Given passage:
# # # # # # #

Hacker News new | ask | show | jobs
by sebzim4500 584 days ago
>Surprisingly, prediction markets [1] are putting 62% on AI achieving > 85% performance on the benchmark before 2028.

Or they know the ancient technique of training on the test set. I know most of the questions are kept secret, but they are being regularly sent over the API to every LLM provider.

2 comments

Although the answer isn't sent, so it would have to be a very deliberate effort to fish those out of the API chatter and find the right domain expert with 4-10 hours to spend on cracking it

Just letting the AI train on its own wrong output wouldn't help. The benchmark already gives them lots of time for trial and error.

Why do people still insist that this is unlikely? Like assuming that the company that payed 15M for chat.com does not have some spare change to pay some graduate students/postdocs to solve some math problems. The publicity of solving such benchmark would definitely raise the valuation so it would 100% be worth it for them...
Any benchmark which isn't dynamically generated is useless for that very reason.
Simple: I highly doubt they're willing to risk a scandal that would further tarnish their brand. It's still reeling from last year's drama, in addition to a spate of high-profile departures this year. Not to mention a few articles with insider sources that aren't exactly flattering.
I doubt it would be seen as scandal. They can simply generate training data for these questions just like how they generate for other problems. Only difference is probably pay rate is much higher for this kind training data than most other areas.
You’re not thinking about the other side of the equation. If they win (becoming the first to excel at the benchmark), they potentially make billions. If they lose, they’ll be relegated to the dustbin of LLM history. Since there is an existential threat to the brand, there is almost nothing that isn’t worth risking to win. Risking a scandal to avoid irrelevance is an easy asymmetrical bet. Of course they would take the risk.

# # # # # # #

Listed records:

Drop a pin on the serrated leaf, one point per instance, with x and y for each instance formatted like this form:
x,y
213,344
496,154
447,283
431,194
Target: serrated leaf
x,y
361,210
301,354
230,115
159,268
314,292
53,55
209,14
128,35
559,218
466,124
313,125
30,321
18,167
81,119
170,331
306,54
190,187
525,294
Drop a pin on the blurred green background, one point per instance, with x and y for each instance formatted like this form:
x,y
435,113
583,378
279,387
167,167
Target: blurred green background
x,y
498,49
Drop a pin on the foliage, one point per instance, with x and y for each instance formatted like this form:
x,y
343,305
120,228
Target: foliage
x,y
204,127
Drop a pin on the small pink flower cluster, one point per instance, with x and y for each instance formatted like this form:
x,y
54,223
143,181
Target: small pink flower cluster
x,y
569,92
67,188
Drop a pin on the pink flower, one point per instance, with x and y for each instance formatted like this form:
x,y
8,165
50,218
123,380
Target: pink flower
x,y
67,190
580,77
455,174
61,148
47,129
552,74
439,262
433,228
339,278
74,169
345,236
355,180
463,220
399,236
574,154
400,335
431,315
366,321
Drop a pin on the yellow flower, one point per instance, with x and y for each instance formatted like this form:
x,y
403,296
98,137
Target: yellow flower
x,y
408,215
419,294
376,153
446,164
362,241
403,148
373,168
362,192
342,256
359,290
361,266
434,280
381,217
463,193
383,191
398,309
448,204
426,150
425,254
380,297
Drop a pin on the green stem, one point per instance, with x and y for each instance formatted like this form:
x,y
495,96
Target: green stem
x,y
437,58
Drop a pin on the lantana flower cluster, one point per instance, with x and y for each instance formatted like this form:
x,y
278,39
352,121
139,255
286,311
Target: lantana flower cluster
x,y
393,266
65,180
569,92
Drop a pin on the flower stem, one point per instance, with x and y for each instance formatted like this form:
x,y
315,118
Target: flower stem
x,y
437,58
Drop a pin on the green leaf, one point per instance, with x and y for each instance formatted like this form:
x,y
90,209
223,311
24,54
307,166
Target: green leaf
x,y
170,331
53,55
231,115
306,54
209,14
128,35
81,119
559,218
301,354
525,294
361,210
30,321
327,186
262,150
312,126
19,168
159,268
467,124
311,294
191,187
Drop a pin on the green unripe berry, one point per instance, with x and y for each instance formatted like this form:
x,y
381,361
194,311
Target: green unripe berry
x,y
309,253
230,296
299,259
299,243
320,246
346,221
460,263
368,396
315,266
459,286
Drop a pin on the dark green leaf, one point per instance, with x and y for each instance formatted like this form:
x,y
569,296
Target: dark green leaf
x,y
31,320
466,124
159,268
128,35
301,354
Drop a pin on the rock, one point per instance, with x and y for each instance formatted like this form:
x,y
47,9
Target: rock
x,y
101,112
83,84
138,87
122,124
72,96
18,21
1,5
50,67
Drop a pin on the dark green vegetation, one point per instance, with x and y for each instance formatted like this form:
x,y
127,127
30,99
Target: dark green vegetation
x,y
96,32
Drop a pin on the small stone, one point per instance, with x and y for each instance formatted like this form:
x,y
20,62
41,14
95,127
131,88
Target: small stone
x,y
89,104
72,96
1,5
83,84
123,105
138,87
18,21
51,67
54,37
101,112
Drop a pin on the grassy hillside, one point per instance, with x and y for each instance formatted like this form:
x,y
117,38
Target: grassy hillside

# # # # # # #

Work required:
Copy the Hacker News thread from "Hacker News new" to "benchmark before 2028.", changing "prediction markets" to "betting markets".

Task response:
Hacker News new | ask | show | jobs
by sebzim4500 584 days ago
>Surprisingly, betting markets [1] are putting 62% on AI achieving > 85% performance on the benchmark before 2028.